GOAL
Edit the entries below from their start through the line that contains "[[45, 335], [47, 5]]", replacing "banner pole" with "flag pole" and changing nothing else.

SUPPLIED ENTRIES

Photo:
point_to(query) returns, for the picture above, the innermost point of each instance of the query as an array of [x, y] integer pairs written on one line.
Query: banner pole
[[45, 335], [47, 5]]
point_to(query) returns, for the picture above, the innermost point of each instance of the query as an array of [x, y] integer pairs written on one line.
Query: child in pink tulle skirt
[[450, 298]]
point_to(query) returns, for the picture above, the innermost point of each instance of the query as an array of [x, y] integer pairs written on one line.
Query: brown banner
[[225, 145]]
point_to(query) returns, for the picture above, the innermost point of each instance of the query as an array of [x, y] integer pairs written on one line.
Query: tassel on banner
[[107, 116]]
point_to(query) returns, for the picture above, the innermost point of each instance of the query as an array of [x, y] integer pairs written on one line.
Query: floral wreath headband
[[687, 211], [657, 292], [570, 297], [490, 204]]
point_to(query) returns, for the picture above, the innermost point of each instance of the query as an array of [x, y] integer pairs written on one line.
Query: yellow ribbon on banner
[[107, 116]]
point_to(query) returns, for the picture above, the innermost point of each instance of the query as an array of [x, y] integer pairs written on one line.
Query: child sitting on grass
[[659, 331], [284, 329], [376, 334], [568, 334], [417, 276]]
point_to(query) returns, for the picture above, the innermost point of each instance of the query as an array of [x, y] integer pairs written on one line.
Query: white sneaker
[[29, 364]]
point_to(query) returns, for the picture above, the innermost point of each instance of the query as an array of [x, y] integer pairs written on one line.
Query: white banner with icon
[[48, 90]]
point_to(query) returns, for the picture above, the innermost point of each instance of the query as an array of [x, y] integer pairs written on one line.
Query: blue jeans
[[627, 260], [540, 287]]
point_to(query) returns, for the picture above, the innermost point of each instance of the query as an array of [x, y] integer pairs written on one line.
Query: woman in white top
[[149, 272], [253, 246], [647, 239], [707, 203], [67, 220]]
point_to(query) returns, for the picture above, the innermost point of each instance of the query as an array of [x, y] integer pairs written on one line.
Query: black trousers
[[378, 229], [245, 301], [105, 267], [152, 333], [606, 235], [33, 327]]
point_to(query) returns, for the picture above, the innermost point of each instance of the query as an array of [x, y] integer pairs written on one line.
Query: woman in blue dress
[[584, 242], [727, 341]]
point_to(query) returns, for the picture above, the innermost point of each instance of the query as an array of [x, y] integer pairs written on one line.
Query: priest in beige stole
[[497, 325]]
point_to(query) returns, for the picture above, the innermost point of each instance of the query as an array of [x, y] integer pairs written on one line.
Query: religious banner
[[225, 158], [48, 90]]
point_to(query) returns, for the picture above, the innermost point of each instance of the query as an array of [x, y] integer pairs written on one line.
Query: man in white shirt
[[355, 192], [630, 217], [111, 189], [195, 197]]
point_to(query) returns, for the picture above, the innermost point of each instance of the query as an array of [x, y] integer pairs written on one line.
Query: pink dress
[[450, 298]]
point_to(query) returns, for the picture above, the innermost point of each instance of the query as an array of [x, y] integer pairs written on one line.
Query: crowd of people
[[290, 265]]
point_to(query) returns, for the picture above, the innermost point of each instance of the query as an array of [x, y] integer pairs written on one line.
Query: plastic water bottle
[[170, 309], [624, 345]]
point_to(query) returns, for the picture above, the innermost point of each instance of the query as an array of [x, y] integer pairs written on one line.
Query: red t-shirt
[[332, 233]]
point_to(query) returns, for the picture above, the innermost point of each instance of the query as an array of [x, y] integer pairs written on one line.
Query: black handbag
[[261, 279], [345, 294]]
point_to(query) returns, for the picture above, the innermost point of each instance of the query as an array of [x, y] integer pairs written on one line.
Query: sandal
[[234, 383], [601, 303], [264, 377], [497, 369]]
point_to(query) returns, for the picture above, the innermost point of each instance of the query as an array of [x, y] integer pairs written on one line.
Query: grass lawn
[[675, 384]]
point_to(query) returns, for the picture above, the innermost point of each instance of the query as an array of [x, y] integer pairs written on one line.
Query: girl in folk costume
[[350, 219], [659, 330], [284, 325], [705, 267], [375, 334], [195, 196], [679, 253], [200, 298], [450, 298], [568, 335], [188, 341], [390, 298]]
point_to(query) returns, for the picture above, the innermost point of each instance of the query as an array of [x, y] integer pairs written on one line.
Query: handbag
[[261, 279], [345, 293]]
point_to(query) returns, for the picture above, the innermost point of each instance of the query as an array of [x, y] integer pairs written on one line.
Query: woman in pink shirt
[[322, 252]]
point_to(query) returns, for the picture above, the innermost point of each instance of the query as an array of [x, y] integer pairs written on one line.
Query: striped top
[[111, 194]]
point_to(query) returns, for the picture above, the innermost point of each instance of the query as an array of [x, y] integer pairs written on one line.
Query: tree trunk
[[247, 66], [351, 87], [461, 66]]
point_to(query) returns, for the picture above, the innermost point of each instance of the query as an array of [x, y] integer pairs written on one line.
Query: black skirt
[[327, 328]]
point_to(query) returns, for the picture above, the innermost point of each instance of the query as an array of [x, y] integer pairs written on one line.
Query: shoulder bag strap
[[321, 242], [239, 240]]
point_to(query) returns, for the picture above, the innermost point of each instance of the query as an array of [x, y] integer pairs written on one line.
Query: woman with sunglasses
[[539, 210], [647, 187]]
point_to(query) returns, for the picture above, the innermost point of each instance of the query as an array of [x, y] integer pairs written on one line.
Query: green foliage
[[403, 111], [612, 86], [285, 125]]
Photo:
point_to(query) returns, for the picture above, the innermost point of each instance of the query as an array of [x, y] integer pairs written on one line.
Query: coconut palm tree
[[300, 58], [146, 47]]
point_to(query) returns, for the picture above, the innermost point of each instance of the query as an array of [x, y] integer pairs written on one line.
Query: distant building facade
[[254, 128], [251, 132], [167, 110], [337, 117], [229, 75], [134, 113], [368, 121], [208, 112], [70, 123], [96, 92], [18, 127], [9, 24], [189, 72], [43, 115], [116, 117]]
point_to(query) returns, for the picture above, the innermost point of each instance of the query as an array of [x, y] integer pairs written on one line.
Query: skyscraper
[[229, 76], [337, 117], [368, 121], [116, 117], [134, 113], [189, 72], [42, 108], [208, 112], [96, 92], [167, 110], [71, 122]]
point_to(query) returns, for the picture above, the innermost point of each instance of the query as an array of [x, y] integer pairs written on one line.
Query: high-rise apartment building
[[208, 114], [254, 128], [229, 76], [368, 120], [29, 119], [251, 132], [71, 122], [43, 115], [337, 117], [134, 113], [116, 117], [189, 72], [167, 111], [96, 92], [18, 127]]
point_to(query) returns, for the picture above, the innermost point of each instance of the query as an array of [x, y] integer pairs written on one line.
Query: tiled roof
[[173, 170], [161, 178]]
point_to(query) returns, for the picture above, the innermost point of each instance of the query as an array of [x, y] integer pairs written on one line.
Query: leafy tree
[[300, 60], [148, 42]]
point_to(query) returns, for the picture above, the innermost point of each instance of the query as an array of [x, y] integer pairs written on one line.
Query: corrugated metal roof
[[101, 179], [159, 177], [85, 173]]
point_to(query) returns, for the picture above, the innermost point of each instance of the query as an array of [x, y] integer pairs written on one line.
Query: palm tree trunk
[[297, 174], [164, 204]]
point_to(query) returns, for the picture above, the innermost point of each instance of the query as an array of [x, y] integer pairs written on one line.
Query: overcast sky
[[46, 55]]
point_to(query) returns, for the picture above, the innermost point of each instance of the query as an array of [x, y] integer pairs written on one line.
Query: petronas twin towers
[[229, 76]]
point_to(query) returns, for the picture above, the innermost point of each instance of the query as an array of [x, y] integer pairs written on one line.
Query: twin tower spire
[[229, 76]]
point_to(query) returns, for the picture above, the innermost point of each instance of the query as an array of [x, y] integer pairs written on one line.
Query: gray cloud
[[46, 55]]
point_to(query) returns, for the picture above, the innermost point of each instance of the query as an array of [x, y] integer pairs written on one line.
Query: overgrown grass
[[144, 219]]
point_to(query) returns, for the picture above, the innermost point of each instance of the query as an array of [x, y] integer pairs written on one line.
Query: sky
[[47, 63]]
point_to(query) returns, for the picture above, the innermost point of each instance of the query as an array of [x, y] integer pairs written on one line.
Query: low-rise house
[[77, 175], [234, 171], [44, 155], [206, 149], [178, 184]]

RESULT FOR THIS TASK
Photo:
point_to(query) returns, for the picture above, the innermost point of each instance of the query as an array of [x, y] integer pairs written on one line.
Query: flag pole
[[45, 335], [47, 5]]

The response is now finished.